# EXERCISE DESCRIPTION
Report every line in the entries below that contains the word "fish", copying each such line in full.

# RECORDS SUPPLIED
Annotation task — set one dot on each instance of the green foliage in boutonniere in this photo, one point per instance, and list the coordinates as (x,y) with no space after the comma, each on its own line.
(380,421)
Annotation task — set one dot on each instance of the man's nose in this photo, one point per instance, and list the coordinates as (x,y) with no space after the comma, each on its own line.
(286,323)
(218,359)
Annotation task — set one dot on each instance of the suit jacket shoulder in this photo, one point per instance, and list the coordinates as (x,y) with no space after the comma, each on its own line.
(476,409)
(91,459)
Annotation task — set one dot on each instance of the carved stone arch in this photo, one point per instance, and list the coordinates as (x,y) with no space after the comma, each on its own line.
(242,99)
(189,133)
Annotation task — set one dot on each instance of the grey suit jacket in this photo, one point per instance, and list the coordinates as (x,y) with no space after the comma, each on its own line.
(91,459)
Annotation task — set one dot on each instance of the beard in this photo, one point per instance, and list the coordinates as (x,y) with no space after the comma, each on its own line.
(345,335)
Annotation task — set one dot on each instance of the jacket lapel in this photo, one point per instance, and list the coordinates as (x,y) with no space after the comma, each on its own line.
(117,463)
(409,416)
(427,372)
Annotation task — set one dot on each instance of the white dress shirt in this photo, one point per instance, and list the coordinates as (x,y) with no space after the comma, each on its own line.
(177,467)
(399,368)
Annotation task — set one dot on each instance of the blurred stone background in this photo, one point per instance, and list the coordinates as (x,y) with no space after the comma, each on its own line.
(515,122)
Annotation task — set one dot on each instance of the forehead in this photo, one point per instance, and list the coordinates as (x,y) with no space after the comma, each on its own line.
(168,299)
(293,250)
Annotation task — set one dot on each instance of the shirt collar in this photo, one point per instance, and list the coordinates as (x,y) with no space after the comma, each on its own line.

...

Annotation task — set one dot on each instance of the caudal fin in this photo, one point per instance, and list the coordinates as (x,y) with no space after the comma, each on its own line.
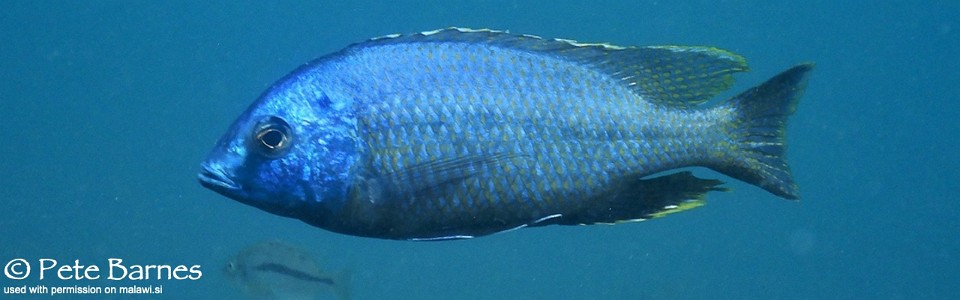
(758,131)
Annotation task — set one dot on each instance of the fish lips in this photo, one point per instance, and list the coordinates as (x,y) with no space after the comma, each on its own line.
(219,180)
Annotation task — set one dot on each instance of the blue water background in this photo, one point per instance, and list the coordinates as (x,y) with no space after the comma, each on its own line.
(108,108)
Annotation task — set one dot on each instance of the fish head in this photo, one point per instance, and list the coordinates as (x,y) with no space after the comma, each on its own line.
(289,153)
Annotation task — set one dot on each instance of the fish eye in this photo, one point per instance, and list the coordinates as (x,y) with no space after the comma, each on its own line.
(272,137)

# TASK OUTPUT
Annotation task — set one dot on each instance of the fish lips in this photo, one point per instance, and list the coordinates as (x,y) with no space after the comma, each on its own line.
Annotation task — set one dot on each instance of the fish head in this photo, one point per instance, and list the coordinates as (x,y) with no space after the comma, each on its own line.
Annotation task — set one dot on each instance of the fish eye in this photo, one point per instance, and list the coordinates as (x,y) with no space after the comma, each on its own line.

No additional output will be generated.